WHAT IS BEING ASKED:
From the line containing "Record the location of each instance of the dark" down to the last line of the records below, give every line again without any change.

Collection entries
►
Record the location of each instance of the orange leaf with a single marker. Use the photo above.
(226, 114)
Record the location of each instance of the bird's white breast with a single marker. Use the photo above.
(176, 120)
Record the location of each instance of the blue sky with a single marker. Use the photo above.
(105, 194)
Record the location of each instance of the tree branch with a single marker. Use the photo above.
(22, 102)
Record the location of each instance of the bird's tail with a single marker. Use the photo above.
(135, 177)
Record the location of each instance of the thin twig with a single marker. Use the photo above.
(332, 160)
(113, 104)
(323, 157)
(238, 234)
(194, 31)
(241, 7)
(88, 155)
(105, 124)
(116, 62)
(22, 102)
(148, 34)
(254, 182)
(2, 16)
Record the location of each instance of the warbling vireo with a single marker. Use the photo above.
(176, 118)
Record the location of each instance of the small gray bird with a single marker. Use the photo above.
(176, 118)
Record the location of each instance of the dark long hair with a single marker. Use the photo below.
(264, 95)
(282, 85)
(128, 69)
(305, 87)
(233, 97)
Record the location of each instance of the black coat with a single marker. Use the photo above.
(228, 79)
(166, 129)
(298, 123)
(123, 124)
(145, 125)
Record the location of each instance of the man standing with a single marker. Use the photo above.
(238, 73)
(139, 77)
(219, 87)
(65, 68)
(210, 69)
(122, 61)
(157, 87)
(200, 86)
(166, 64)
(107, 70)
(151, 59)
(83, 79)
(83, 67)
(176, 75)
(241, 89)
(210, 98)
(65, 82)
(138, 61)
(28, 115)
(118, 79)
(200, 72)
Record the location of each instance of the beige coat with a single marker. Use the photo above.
◄
RESPONSE TO THE EXERCISE:
Record the location of each instance of the dark long hair with a single marker. Use the photo below.
(264, 95)
(282, 85)
(128, 69)
(305, 87)
(233, 97)
Record the location of each instance of the black coat with a single marker. Use the photo above.
(228, 79)
(166, 129)
(298, 123)
(123, 124)
(145, 125)
Record the location of each instance of the man standing with a single marker. Use the photo above.
(238, 73)
(139, 77)
(219, 87)
(65, 68)
(210, 69)
(122, 61)
(157, 87)
(200, 86)
(166, 64)
(107, 70)
(151, 59)
(83, 79)
(83, 67)
(176, 75)
(241, 89)
(210, 98)
(65, 82)
(138, 61)
(28, 115)
(118, 79)
(200, 72)
Record the location of each instance of the beige coat with a single marker. Use the photo above.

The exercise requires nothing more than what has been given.